**What to work on**
Give back exactly the lines of the material below, starting with the line with "Kindly provide the mask of every instance of the tree" and going on through the line with "Kindly provide the mask of every instance of the blue".

+++ Information given

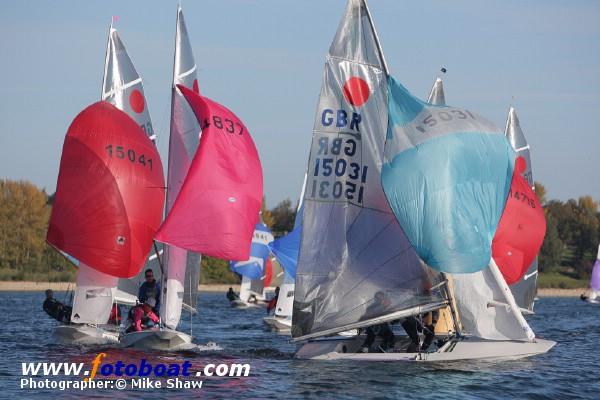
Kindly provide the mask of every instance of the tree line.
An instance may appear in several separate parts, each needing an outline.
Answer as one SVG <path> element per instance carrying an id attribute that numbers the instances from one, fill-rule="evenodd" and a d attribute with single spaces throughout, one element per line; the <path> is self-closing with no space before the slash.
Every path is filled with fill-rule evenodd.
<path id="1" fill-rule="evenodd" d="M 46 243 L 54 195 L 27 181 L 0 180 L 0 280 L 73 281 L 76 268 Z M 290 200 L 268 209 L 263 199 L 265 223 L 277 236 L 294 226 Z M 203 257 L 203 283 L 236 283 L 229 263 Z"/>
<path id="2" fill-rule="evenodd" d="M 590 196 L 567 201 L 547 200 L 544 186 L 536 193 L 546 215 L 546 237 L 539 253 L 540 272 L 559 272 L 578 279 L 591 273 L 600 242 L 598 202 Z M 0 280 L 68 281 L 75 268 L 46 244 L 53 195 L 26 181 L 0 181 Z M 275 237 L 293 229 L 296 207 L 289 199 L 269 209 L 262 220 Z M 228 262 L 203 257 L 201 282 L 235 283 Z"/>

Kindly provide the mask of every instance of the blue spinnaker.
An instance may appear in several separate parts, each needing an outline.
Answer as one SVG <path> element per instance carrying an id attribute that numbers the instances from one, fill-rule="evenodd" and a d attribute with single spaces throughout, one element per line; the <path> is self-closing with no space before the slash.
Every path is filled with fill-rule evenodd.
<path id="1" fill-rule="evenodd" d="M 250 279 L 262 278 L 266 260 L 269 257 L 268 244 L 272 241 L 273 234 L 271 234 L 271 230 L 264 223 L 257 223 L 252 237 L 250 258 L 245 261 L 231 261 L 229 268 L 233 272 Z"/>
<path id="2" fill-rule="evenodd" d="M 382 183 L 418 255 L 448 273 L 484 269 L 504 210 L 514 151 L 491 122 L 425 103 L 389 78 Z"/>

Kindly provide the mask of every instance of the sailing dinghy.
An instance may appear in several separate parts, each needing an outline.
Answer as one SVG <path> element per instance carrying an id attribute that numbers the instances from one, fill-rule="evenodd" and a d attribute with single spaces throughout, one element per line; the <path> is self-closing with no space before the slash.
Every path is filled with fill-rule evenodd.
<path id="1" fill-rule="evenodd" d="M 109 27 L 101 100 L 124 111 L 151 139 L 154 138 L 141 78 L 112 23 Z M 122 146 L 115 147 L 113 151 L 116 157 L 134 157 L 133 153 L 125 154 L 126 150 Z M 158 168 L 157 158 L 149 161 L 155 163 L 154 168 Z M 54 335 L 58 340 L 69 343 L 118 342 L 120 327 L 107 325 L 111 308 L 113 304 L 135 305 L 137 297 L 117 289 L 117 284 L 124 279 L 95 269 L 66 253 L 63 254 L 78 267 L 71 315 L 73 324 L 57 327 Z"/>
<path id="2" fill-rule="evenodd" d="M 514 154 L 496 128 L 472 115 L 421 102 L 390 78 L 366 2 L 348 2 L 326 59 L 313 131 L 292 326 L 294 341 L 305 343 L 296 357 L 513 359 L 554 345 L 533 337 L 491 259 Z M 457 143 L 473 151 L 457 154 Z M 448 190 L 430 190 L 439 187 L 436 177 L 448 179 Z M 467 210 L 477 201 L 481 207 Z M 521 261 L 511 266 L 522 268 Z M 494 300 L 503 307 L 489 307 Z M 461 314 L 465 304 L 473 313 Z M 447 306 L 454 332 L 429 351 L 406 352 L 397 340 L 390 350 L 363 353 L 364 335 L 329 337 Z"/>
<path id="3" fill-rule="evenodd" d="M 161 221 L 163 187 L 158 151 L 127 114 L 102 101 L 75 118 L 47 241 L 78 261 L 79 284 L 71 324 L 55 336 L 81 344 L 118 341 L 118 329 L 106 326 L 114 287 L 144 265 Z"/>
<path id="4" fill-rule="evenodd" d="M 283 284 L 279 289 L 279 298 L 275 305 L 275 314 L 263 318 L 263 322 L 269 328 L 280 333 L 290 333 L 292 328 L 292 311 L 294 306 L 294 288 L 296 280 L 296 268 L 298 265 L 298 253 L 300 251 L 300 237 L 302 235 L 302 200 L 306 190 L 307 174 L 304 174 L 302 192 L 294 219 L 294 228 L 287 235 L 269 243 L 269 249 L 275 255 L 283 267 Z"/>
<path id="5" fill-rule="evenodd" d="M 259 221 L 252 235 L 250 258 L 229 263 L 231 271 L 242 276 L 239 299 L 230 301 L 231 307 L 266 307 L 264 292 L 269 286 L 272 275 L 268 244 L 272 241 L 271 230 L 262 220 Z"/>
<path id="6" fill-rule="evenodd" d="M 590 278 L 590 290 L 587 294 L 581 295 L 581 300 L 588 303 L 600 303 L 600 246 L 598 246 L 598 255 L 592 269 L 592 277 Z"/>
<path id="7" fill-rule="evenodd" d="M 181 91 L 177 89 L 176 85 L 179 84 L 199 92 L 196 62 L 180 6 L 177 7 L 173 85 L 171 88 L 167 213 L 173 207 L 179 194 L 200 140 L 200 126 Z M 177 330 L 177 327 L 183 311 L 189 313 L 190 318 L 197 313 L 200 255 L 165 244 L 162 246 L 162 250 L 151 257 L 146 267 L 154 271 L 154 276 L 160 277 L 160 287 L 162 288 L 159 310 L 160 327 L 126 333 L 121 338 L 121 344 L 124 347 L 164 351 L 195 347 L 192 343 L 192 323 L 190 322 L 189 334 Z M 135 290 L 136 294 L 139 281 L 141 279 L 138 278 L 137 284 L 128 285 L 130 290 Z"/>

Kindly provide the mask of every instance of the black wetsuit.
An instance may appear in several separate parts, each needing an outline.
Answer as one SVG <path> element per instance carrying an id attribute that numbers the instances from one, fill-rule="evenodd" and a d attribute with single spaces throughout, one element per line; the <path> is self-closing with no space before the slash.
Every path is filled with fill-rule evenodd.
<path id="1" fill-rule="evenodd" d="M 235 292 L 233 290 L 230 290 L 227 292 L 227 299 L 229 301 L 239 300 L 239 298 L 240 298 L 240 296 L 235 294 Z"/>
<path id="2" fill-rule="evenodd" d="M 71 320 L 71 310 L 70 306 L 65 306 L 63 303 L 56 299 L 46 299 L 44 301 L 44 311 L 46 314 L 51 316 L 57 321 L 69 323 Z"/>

++++++
+++ Information given

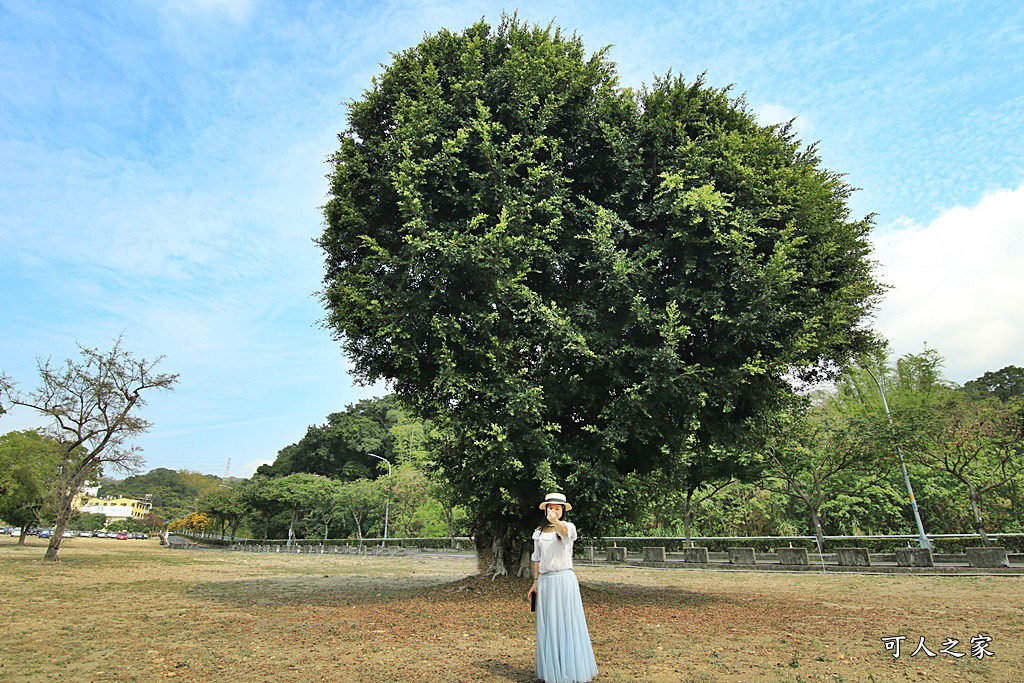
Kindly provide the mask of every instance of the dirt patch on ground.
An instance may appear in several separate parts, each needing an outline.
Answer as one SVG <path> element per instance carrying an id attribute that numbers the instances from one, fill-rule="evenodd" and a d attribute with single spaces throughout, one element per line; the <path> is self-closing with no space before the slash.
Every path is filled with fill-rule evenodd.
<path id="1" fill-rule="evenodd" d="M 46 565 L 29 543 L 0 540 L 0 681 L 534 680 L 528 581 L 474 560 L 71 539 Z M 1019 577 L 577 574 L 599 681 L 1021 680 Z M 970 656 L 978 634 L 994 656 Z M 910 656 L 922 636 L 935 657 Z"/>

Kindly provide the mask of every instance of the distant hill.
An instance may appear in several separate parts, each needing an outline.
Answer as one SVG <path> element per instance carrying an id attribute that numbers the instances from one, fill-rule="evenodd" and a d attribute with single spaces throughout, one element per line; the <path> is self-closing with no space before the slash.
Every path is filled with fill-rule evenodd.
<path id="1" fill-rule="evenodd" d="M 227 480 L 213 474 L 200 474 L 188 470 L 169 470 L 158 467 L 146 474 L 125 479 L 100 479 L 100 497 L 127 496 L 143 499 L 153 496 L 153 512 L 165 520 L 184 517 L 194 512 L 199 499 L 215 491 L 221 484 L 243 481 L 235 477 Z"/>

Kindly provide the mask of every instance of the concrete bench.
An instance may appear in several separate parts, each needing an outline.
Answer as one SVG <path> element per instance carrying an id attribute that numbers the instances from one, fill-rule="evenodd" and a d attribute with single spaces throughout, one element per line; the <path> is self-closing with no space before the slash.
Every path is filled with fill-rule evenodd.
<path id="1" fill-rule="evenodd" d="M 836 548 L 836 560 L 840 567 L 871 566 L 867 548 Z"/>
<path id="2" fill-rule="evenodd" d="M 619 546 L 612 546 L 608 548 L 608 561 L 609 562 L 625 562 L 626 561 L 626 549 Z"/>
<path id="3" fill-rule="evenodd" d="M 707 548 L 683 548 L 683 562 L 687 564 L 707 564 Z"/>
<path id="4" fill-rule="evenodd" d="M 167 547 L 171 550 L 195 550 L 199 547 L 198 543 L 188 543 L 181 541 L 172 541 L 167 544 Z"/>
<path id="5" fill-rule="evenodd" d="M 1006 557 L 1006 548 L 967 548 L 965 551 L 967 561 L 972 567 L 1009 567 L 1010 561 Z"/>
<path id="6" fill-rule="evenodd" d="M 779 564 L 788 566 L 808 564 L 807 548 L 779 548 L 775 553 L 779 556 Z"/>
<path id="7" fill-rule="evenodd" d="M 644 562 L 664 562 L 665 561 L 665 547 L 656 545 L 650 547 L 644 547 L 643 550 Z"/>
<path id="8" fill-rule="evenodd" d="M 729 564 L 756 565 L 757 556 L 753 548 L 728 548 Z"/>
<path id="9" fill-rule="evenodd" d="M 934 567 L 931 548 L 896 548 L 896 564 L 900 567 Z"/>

++++++

**Exercise result**
Kindly provide the mask of every instance of the tree line.
An instance may appear in several separate parts, each needing an outline.
Answer as one SVG <path> element per instance carrying an id attribute that numbers the instances from one, fill-rule="evenodd" and a d attribute with single spaces throughout, one element per line; the <path> is self-closing with no space before the slash.
Every path is filled with fill-rule evenodd.
<path id="1" fill-rule="evenodd" d="M 46 243 L 54 195 L 27 181 L 0 180 L 0 280 L 73 281 L 76 268 Z M 290 200 L 268 209 L 263 199 L 265 223 L 277 236 L 294 226 Z M 203 257 L 203 283 L 236 283 L 229 263 Z"/>
<path id="2" fill-rule="evenodd" d="M 590 196 L 567 201 L 547 200 L 544 186 L 536 193 L 546 215 L 546 237 L 539 253 L 540 272 L 559 272 L 578 279 L 591 273 L 600 242 L 598 202 Z M 0 280 L 68 281 L 75 268 L 46 244 L 53 195 L 26 181 L 0 181 Z M 275 237 L 293 229 L 296 207 L 289 199 L 269 209 L 262 220 Z M 228 262 L 203 257 L 201 282 L 235 283 Z"/>

Kindly provide the mask of every instance of the blue spinnaker.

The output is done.